§ **What you need to do**
Every entry below is to be returned unchanged. Images are not part of the copy.

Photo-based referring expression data

::::::

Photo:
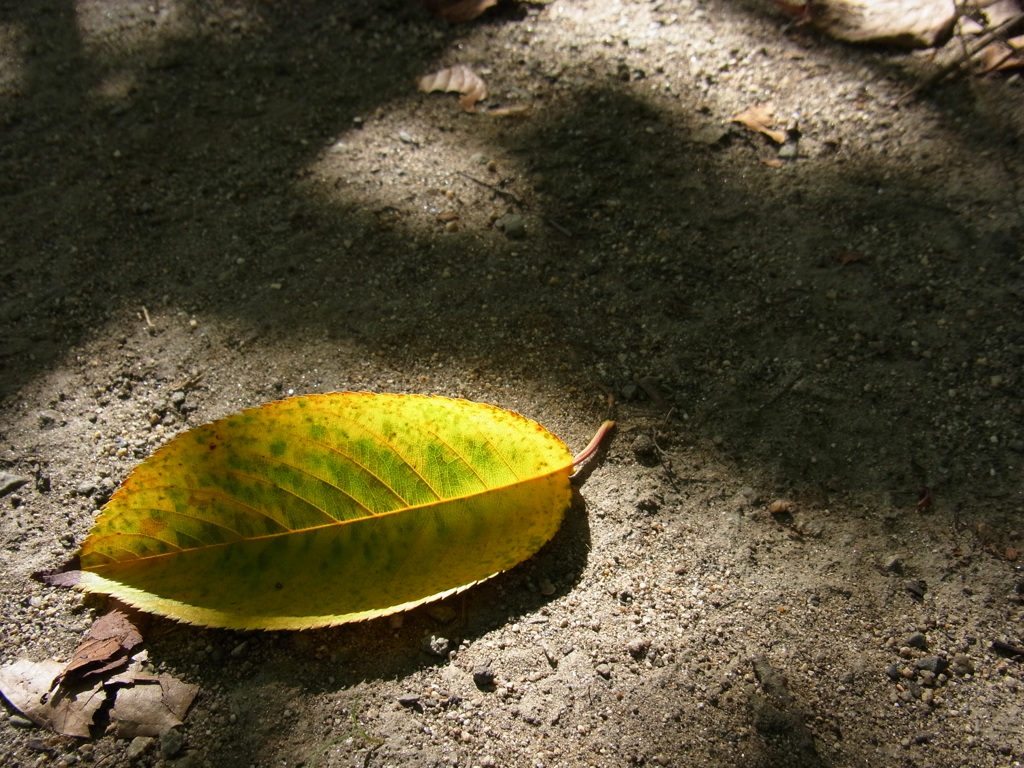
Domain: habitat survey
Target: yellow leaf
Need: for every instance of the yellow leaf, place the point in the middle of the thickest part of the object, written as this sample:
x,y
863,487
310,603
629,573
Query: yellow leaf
x,y
327,509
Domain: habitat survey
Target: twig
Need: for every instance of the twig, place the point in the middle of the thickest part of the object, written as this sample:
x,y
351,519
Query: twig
x,y
555,225
595,443
496,189
969,52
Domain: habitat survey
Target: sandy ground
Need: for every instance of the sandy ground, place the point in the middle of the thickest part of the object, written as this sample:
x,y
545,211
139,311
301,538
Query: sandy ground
x,y
799,548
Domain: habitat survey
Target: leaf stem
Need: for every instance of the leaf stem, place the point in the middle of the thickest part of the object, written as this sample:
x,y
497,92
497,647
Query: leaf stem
x,y
594,443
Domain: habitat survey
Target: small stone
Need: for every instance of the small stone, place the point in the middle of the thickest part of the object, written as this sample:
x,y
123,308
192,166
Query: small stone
x,y
138,745
441,612
894,565
171,741
916,588
546,586
935,665
10,482
638,646
410,701
513,225
644,449
963,665
918,640
49,419
630,392
435,645
483,677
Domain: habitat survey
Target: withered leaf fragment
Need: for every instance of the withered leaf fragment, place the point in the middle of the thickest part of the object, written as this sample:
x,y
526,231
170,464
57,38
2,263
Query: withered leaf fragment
x,y
759,119
458,10
69,711
151,705
458,79
107,646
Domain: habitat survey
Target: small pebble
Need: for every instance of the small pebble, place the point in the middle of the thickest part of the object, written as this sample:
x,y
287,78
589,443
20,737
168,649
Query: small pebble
x,y
513,225
171,741
483,677
963,665
138,745
894,565
936,665
638,646
435,645
441,613
49,419
918,640
10,482
409,700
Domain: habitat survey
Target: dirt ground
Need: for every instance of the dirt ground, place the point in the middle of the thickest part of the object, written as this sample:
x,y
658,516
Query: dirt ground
x,y
799,548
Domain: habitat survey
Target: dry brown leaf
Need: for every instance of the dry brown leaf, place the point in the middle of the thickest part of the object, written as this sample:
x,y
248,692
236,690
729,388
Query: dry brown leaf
x,y
759,119
458,10
913,24
150,706
458,79
105,646
27,685
998,56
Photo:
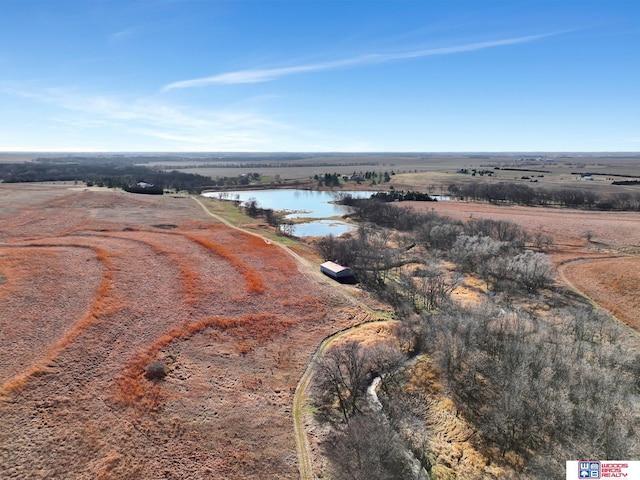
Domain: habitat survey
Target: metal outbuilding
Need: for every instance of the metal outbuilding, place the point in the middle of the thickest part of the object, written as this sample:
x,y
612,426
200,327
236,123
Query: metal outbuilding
x,y
336,271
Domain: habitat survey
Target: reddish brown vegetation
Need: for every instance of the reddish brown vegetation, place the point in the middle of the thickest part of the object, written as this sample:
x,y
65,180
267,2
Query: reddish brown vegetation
x,y
613,283
93,293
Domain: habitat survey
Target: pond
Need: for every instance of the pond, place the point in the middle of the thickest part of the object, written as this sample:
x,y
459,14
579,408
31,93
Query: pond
x,y
312,204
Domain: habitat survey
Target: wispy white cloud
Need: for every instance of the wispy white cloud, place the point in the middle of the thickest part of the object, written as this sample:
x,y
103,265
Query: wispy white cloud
x,y
152,124
121,35
265,75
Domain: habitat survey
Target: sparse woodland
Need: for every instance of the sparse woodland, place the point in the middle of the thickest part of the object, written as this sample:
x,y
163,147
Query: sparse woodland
x,y
534,374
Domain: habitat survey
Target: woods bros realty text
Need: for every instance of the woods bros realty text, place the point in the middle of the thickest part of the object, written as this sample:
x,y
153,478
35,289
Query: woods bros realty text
x,y
603,469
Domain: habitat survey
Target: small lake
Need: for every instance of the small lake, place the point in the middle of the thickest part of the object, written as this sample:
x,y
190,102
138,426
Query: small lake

::::::

§ **Result of the exercise**
Photo:
Domain: habitat survey
Target: yellow leaf
Need: for every instance of the yellow leaf, place the point in the middle of the thickest part of the object, written as this sample:
x,y
863,487
310,603
629,573
Query: yellow leaf
x,y
327,509
Domain: habitat survey
Target: twig
Need: for every instance of the twig, place the point in the middle of the thickest part of the object, written as this sample:
x,y
351,519
Query: twig
x,y
555,225
595,443
496,189
969,52
Domain: habitat survey
Target: sandy ground
Need: for every instance of the sandy ground, place the point in the middle of the thickest part of the object, written as this sample:
x,y
545,211
139,311
301,538
Query: sandy ground
x,y
799,548
Domain: habitat survey
Target: leaf stem
Need: for every instance of the leaf stem, place the point in the middle of the thickest part of the object, written as this sample:
x,y
497,92
497,647
Query: leaf stem
x,y
594,443
Domain: habitat survey
Target: small stone
Need: for every instance of the small stone, place the point in the middle of the thickest part of the object, written as this sample:
x,y
123,308
192,166
Query: small stone
x,y
138,745
441,612
894,565
171,741
916,588
546,586
935,665
10,482
638,646
410,701
513,225
644,449
963,665
918,640
49,419
630,392
435,645
483,677
Domain: habitat survey
Target: withered leaf fragment
Need: for every instance of the withered leaf fragment, place the point in the middle of the thickest part of the object, written as this sample:
x,y
526,231
170,464
57,38
2,263
Query: withered leaf fragment
x,y
759,119
458,10
69,711
151,705
458,79
107,646
Domain: habitat survey
Target: small pebble
Need: for every instance of the small pebble, place the point in the middle of the thickest part of the object, written as this sample:
x,y
287,78
589,443
20,737
168,649
Query: small pebble
x,y
513,225
171,741
483,677
963,665
138,745
894,565
936,665
638,646
435,645
441,613
49,419
918,640
10,482
409,700
Domain: habitat survey
Target: dirt ground
Need: for every instance of the dirt ground, place the point in the middle of the thickest part of the object, written as this sample:
x,y
658,516
Query: dirt ground
x,y
799,548
Domain: habitat survey
Target: dry brown leaf
Need: for every instance of the dry brown leaf, place the point in the middle of the thickest part of the object, written as this sample:
x,y
248,692
236,690
729,388
Query: dry brown leaf
x,y
759,119
458,10
913,24
150,706
458,79
105,646
27,685
998,56
Photo:
Domain: habitat survey
Target: metal outbuilding
Need: for every instance of the metal outbuilding, place the point in the middle of the thickest part of the object, written as this sample:
x,y
612,426
200,327
236,123
Query: metal outbuilding
x,y
336,271
Domain: habitat survey
Target: reddish brown vegetation
Need: for every instance of the reddish brown vegetation, place the point in the middle of the thickest part of the object, written as this sample:
x,y
65,180
267,2
Query: reddish brown vegetation
x,y
613,283
93,293
Domain: habitat survey
Target: pond
Need: for every instance of the pond, place the point in the middle of the thickest part of the object, written as this sample:
x,y
459,14
579,408
31,93
Query: pond
x,y
312,204
Domain: habitat survey
Target: wispy white cloud
Need: for every instance of the wispy white cloud, place the point in the middle of the thickest part of the object, written as this sample:
x,y
103,265
Query: wispy white cloud
x,y
152,124
121,35
265,75
Domain: habitat survey
Target: sparse woodland
Need: for every instance of the sparse woodland, place the point in the middle of the thickest part of the object, written as this sample:
x,y
163,147
Query: sparse woodland
x,y
534,374
Domain: habitat survey
Target: woods bros realty text
Need: for every instance of the woods bros realty text, place the point in the middle of the thickest part of the object, written as this sample:
x,y
153,478
35,289
Query: woods bros realty text
x,y
603,469
Domain: habitat survey
Target: small lake
Need: for every instance of the small lake, place the point in the middle of the thickest part of the object, written as this sample:
x,y
190,102
138,426
Query: small lake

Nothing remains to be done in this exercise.